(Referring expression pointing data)

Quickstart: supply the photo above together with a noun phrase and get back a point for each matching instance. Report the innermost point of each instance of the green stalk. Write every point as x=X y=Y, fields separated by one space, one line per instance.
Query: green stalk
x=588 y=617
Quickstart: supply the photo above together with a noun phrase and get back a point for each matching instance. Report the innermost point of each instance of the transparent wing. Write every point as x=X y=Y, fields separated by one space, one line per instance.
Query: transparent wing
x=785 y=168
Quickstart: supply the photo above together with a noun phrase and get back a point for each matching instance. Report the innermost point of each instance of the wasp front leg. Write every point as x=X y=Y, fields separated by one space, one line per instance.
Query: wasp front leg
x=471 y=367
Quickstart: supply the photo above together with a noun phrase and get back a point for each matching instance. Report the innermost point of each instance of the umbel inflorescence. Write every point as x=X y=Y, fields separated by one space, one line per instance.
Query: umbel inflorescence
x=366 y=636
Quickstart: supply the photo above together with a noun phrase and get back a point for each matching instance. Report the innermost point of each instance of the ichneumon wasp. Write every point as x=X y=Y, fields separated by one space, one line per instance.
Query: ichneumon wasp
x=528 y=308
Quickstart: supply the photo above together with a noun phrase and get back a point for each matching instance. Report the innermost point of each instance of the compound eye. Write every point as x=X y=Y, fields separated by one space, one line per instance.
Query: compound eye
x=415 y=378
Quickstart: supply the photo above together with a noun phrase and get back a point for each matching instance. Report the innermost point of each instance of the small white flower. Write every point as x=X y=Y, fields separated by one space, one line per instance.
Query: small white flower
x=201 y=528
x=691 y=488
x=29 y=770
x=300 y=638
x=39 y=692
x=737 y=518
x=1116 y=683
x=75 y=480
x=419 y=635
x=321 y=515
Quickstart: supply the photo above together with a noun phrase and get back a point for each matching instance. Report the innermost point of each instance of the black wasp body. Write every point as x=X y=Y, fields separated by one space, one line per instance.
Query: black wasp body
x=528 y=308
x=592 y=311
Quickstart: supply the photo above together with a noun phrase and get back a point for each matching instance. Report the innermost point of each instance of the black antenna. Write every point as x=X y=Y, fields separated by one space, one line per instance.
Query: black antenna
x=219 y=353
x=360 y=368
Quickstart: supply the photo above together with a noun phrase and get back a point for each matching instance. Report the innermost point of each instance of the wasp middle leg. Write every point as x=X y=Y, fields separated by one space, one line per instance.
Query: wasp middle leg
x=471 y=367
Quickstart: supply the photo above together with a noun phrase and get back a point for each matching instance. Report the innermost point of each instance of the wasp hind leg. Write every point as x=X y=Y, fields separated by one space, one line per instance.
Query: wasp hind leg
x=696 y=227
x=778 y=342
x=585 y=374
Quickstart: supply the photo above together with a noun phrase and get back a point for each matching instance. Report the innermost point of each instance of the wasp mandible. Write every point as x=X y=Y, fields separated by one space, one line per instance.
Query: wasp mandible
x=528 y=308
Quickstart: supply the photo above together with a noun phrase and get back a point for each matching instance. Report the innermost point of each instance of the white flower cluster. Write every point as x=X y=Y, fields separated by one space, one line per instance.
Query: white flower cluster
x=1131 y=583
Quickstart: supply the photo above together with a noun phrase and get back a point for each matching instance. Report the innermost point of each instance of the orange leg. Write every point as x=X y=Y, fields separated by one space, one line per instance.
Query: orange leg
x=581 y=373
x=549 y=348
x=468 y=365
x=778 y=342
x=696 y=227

### What to produce
Transcribe the data in full, matching every line exactly.

### Your response
Quickstart: supply the photo above together with a noun phrase and get back a point for each matching instance. Report the innermost point of each instance of the green stalk. Write every point as x=X y=Y, fields separated by one space, one line per instance.
Query: green stalk
x=588 y=617
Quickstart: supply the photo above together with a noun phrase and get back a point for each matching instance. Report the innermost point of each instance of the transparent wing. Write every point as x=X y=Y, fields separated by one space, one line per instance.
Query: transparent wing
x=785 y=168
Quickstart: supply the photo above together with a noun phrase and get back a point for each matching instance. Report the innermost point of each instance of the wasp front leg. Write every point as x=X y=Y, fields separated by one space, one line per instance.
Query: wasp front leg
x=471 y=367
Quickstart: supply the photo above together with a noun phrase and get back a point for each matching instance. Report the innermost point of each instance of the umbel inflorescence. Write every point as x=X y=Y, fields separated by one space, one line per instance.
Query: umbel inflorescence
x=366 y=636
Quickstart: supply the photo above together with a noun phrase and get back a point for each matching instance. Report the innermost point of each instance of the ichneumon wasp. Write every point as x=X y=Y, fields separated by one space, one line per instance.
Query: ichneumon wasp
x=528 y=308
Quickstart: supply the photo above together with a noun phrase and get back a point for each matching instance. Report the innermost point of each instance of the compound eye. Write every point as x=X y=Y, fields separated by one space, one line per instance.
Query: compound eye
x=415 y=378
Quickstart: supply the photo above together with a noun phrase and get back a point for each matching instance. Report the innermost point of each instance of the small white flower. Write every point as x=X y=Y, fields separated by one space, one line per instance.
Query: small white flower
x=201 y=528
x=691 y=488
x=29 y=770
x=300 y=638
x=39 y=692
x=737 y=518
x=1116 y=683
x=75 y=480
x=419 y=635
x=321 y=515
Quickstart: supply the photo above together with a noun phrase and get back a point for each matching instance. Report the innermost point of each instance of the black wasp body. Write every point as x=X y=Y, fields separated by one space, one line per instance.
Query: black wasp body
x=528 y=308
x=592 y=311
Quickstart: supply the photo above together with a noun phrase and get back a point for each matching instance. Report the innermost point of each instance of the black antenna. Write every point as x=X y=Y, fields separated by one space, one line per instance.
Query: black antenna
x=219 y=353
x=360 y=368
Quickstart: supply the photo above together with a noun phrase and get back a point for each matching instance. Report the innermost point of each instance of the wasp middle leg. Write every point as x=X y=Y, fields separated by one space, one line per instance.
Query: wasp middle leg
x=471 y=367
Quickstart: supply the photo above together with a noun phrase and get back a point for each matching instance. Report the innermost point of each instance of the wasp hind leg. Write every point as x=X y=Y, fields separated by one space, one line per instance.
Query: wasp hind leg
x=696 y=227
x=778 y=342
x=585 y=374
Quickstart: supply the photo above together with a noun phrase and get back a point for each matching instance. Report the innermost point of each instance of the wasp mandible. Write every point as x=X y=Y, fields separated by one space, one line per instance.
Query: wasp mandible
x=528 y=308
Quickstart: supply the photo above together with a noun phrase and get back a point for each matching instance. Report the innermost point of each instance of the white flower cluster. Write every point as x=X y=Y, fields separated by one space, one line per instance.
Query: white flower cluster
x=1131 y=583
Quickstart: supply the photo above together with a noun phrase and get back a point for each matching instance. Report the innermost point of each instance of the orange leg. Write every point as x=X y=Y, fields separated by one space, one line per instance.
Query: orange leg
x=581 y=373
x=549 y=348
x=468 y=365
x=778 y=342
x=696 y=227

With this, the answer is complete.